> _GOAL OF THE EXERCISE_: Give the number of lines below that contain the string "ground", and no other text.

> _AVAILABLE DATA_:
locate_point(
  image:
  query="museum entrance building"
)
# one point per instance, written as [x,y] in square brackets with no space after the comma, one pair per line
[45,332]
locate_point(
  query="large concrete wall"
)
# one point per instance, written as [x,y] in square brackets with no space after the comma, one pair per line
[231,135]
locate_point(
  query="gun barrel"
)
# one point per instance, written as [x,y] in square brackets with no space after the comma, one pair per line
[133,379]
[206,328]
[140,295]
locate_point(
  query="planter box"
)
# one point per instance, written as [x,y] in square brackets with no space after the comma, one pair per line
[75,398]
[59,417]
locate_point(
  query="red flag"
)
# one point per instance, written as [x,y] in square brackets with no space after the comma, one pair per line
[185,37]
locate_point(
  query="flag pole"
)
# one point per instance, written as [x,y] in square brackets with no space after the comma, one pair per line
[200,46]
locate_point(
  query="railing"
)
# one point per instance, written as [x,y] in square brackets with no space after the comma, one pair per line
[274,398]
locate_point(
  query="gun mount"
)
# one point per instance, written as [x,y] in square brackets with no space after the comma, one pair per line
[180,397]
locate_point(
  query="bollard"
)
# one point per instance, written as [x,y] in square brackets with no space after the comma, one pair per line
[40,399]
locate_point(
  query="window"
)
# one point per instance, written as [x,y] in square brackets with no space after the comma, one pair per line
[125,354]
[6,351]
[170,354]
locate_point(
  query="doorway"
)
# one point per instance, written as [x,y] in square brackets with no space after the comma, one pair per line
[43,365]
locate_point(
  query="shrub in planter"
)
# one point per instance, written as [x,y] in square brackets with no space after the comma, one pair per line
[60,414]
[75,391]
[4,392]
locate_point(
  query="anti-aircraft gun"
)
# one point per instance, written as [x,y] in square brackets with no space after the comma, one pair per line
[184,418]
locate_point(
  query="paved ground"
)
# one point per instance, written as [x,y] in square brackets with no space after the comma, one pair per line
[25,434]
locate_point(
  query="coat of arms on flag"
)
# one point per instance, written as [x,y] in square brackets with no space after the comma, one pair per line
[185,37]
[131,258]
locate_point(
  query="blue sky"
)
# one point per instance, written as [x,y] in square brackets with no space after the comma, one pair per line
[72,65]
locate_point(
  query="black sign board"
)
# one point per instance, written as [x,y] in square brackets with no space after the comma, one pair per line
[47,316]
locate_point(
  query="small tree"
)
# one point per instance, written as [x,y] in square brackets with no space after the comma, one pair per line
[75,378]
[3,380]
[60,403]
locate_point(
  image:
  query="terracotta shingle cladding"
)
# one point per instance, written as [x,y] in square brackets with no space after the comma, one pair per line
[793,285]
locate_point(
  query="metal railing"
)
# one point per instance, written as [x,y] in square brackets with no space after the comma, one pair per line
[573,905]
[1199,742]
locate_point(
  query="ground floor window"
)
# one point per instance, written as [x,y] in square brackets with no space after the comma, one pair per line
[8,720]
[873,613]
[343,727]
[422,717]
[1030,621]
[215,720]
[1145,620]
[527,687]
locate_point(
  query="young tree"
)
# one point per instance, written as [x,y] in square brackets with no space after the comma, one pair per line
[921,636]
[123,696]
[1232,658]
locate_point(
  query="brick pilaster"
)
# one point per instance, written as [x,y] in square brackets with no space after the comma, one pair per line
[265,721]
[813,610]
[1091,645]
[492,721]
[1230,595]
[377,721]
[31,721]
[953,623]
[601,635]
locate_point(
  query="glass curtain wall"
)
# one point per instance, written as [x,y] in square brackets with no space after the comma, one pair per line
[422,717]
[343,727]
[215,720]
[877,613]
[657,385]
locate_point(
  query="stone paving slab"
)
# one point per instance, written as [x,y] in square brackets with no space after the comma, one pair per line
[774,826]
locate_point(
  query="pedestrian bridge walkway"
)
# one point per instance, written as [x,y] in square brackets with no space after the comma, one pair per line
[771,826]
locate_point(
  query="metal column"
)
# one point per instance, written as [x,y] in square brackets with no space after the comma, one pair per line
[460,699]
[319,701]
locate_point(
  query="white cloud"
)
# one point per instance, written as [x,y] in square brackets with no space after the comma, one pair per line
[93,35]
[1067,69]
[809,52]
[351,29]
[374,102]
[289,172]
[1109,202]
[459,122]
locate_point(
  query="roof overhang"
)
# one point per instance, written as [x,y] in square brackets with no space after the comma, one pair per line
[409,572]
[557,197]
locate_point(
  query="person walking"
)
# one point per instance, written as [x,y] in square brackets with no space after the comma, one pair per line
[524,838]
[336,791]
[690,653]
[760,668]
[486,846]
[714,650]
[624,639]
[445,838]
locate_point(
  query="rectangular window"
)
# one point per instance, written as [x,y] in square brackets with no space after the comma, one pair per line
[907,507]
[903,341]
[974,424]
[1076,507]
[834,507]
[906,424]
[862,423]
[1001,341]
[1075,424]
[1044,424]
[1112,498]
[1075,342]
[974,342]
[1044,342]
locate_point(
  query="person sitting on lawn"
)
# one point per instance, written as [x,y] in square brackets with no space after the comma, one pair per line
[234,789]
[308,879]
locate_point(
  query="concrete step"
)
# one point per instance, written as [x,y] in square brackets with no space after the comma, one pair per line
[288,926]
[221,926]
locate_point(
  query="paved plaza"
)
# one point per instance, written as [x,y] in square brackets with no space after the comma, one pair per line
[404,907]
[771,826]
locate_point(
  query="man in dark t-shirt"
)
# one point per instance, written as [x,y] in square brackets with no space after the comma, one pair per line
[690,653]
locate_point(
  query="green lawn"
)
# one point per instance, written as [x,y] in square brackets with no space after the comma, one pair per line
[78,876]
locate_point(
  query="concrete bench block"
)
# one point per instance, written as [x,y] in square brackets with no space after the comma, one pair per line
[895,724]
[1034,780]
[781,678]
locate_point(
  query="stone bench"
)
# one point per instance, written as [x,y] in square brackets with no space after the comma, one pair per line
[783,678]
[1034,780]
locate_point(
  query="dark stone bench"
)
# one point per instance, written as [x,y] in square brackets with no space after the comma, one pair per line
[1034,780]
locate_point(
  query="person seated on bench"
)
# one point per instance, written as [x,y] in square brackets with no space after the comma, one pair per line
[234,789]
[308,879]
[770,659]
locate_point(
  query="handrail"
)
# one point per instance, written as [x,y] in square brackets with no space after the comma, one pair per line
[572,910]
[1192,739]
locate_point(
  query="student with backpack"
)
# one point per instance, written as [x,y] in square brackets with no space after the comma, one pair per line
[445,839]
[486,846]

> _ANSWER BELOW_: 2